======== Supplied entries ========

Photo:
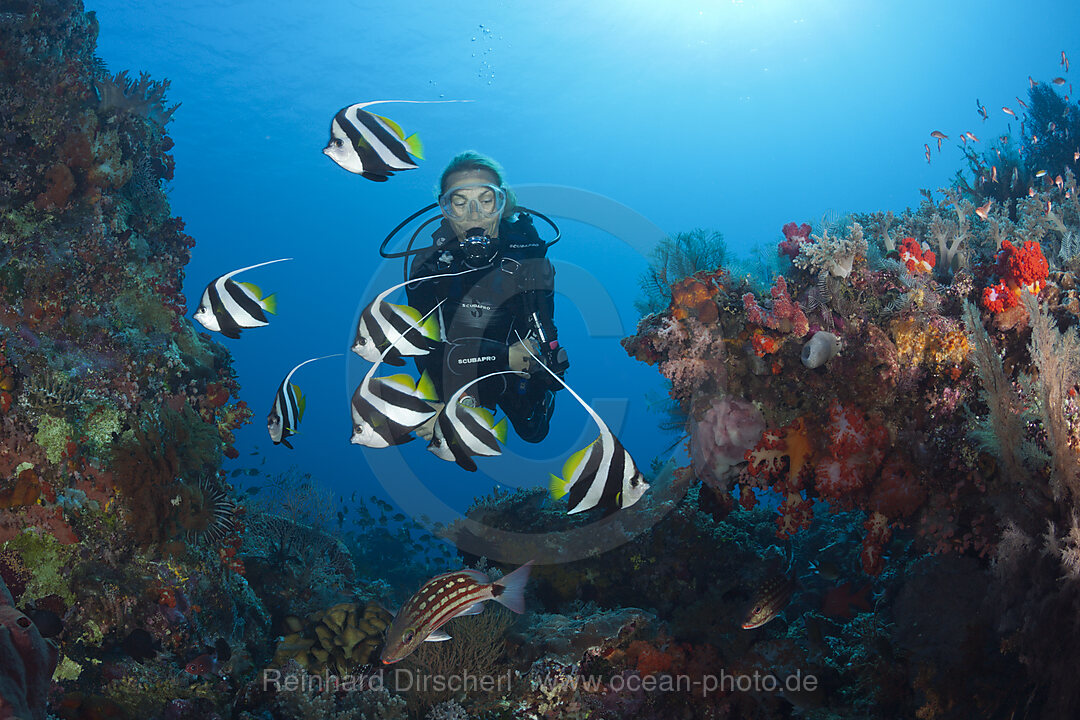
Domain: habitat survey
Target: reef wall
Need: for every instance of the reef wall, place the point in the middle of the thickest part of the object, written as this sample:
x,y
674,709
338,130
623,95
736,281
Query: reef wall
x,y
115,412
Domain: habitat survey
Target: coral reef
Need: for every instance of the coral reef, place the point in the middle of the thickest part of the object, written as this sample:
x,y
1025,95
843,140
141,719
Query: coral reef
x,y
27,660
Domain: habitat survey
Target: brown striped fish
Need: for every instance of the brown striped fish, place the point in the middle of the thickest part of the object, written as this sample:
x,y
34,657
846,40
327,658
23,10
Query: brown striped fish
x,y
445,597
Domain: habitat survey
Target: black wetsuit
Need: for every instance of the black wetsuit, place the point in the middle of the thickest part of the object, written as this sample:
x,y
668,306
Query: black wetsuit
x,y
482,314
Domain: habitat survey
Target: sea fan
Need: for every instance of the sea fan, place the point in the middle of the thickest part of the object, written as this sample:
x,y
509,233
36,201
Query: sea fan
x,y
675,258
208,514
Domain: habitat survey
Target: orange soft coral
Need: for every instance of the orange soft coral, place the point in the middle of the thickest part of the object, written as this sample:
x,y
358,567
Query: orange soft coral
x,y
1018,269
916,258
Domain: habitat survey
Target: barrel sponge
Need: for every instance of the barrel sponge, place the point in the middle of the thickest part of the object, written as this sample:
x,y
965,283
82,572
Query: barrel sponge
x,y
820,349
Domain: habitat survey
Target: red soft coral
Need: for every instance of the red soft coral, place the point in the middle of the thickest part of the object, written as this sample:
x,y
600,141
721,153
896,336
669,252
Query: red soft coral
x,y
785,314
917,258
795,234
898,492
1024,267
998,298
847,431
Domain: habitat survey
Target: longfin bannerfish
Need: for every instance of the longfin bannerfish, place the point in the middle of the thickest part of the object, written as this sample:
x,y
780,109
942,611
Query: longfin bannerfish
x,y
770,599
228,307
445,597
373,146
380,321
607,475
287,408
386,410
461,432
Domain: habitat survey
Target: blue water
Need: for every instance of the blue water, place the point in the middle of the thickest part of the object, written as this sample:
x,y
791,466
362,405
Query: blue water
x,y
738,117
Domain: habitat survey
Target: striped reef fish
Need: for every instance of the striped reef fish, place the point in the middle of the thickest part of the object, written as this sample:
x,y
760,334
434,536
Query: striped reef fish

========

What to do: Send back every line of the listing exactly. Omit the images.

Output below:
Photo:
Domain: habitat survey
Target: reef wall
Need: for every instance of the reef wall, place the point in the middle of the thickest part of the object, written as this sample:
x,y
674,709
338,130
623,95
736,281
Query: reef wall
x,y
115,412
Domain: habitat survey
Target: coral reef
Need: for every instance of the coral reef, place the point in the middle of the thickest part of the object, written as this sample:
x,y
1025,95
843,140
141,719
Query: coral reef
x,y
27,660
Domain: habitat survey
Target: brown striped fish
Need: for every instance of the brown striped fish, place the point in the middle of the thickest part of the object, written as this sample:
x,y
34,657
846,40
327,658
23,10
Query: brown striped fish
x,y
445,597
Domain: habitat survey
Target: black wetsuit
Need: for every instance of the black wetsuit, place the point in the middle of the thickest part of the object, written as this sample:
x,y
668,306
Query: black wetsuit
x,y
482,314
Domain: habitat survey
Target: sea fan
Need: for every instance of the sea fan, place the point in the middle of the thickest part of the object, written as this sample:
x,y
509,233
36,201
Query: sea fan
x,y
675,258
208,514
Domain: habitat survey
Target: orange soft coral
Need: for every instance of the orange soft coral, place the point in the middle of the thickest part of the object, written as this sample:
x,y
358,567
Query: orange soft coral
x,y
1018,269
916,258
Domain: habitat survey
Target: barrel sponge
Need: for every instance of the barrel sponge, place the point in the middle of the thickest part of the object, written as this sample:
x,y
965,283
82,572
Query: barrel sponge
x,y
820,349
Domain: habitat survey
Target: red soft coral
Need: for every instance of the red soft coral, place the point in the middle of the thickest part of the object, written as this sample:
x,y
600,141
721,153
896,336
669,252
Query: red soft coral
x,y
785,314
917,258
795,234
898,492
1024,267
998,298
847,431
Domain: habitat survey
Target: longfin bannerfish
Need: for every instance of the longfin bannerfish, place the point in the middle of the thickest part of the object, written as this sample:
x,y
780,109
942,611
Query: longfin bannerfish
x,y
770,599
228,307
445,597
373,146
380,321
607,475
287,408
386,410
461,432
Domain: habitat survey
Target: blue water
Need: for every instance of the blue water, place the point in the middle of the thickest part of the object, written as this sample:
x,y
791,466
362,405
Query: blue water
x,y
738,117
Domain: habitat survey
Target: striped reef fish
Need: for every instance of the striped reef fish, place the point in the middle of the thickest part of the object, written as this sample:
x,y
760,334
434,536
Query: striped reef fish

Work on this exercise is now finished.